▶ **文書抜粋**:
┌────────
放映は、   月曜日 午後 10:25~10:50
再放送は、  水曜日 午前 05:30~05:55
 及び        午後 00:00~00:25
 


【テキストの項目】

(1)  哲学の「目的」
(2)  「自己」の世界にふれる
(3)  「大なる自己」と「小なる自己」
 
(4)   我を手放す
(5)  「無心」の世界
(6)  「善」の定義
 
(7)   仏性を生きる
(8)   利他の哲学
(9)   体現される「善」
 


【展開】

(1)  哲学の「目的」
(2)  「自己」の世界にふれる
(3)  「大なる自己」と「小なる自己」

 以上は、既に書きました。
 

(4)   我を手放す
 「ただ翻身一回、此智、此徳を捨てた所に、新たな智を得、新たな徳を具え、新たな生命に入ることができるのである。これが宗教の神髄である」。「翻身」とは「回心」のことです。わが身を己れの方にではなく仏の方に向けて生き直すことです。
 真の意味において「宗教的」であるとは、我を忘れ、我を手放し、神仏によって与えられる新しい叡知、新しい徳を体得し、新しい生命を生きることだというのです。
└────────
▶ **記録データ**:
┌────────
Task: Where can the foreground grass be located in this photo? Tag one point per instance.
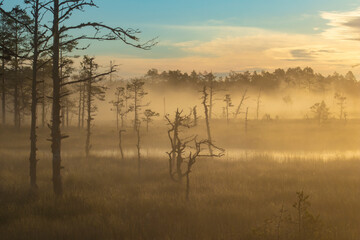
└────────
▶ **演習問題**:
1/ 「善」と「自己」をめぐる文書抜粋のうち、「以上は、既に書きました。」から始まり「を生きることだというのです。」で終わる範囲を一字一句違えずに書き写してください。
2/ 「善」と「自己」をめぐる文書抜粋の最後の文に続けて、本文を書き継いでください。

▶ **解答一覧**:
1/
以上は、既に書きました。
 

(4)   我を手放す
 「ただ翻身一回、此智、此徳を捨てた所に、新たな智を得、新たな徳を具え、新たな生命に入ることができるのである。これが宗教の神髄である」。「翻身」とは「回心」のことです。わが身を己れの方にではなく仏の方に向けて生き直すことです。
 真の意味において「宗教的」であるとは、我を忘れ、我を手放し、神仏によって与えられる新しい叡知、新しい徳を体得し、新しい生命を生きることだというのです。

2/
 新たな叡知や徳は、いわゆる「知識」や「意思」によってもたらされることはない、と西田は断言します。「宗教」との交わりが不可欠であることを強調します。
 
(5)  「無心」の世界
 「我々は知識においてまた意思において意識の統一を求め主客の合一を求める、しかし、こはなお半面の統一にすぎない、宗教はこれらの統一の背後における最深の統一を求めるのである、知意未分以前の統一を求めるのである」。「知意未分」とは私たちが個人の意識によって世界を価値づける以前の、ありのままの状態です。
 そのありのままの世界を私たちは、価値、言葉、感覚、意味などによって「切り取って」いるのです。そうした判断が入る以前の世界のことを西田は「知意未分以前」と表現しているのです。それを西田の盟友であった鈴木大拙は「無心」という言葉で表現しています。
 「主客の合一」の境地では不十分である。その奥へも進まねばならない。そうした状態を西田は「神人合一」といいます。私たちの生の意味は、自分が「自分」だと感じているものを育てることではなく、「自己の意識を破りて働く堂々たる宇宙的精神」を生きてみるという「実験」を実践するところにある。
 「神人合一」の状態で真に「宇宙的精神」がはたらくとき、そこに顕現するのが「愛」にほかなりません。
 
(6)  「善」の定義
 社会生活における「個」と、他者と共にある「個」は両立し得ます。この二つの「個」が共に開花することが、西田のいう「善」なのです。彼にとって「善」とは「大いなる自己」の開花であり、それに基づいて「行為」することなのです。
 「善とは自己の発展完成 self-realization であるということができる。即ち我々の精神が種々の能力を発展し円満なる発達を遂げるのが最上の善である」。「種々の能力」には身体的な機能も含まれますが、何よりも大切なのは「知と愛」、内なる叡知と自他を超えた愛の顕現です。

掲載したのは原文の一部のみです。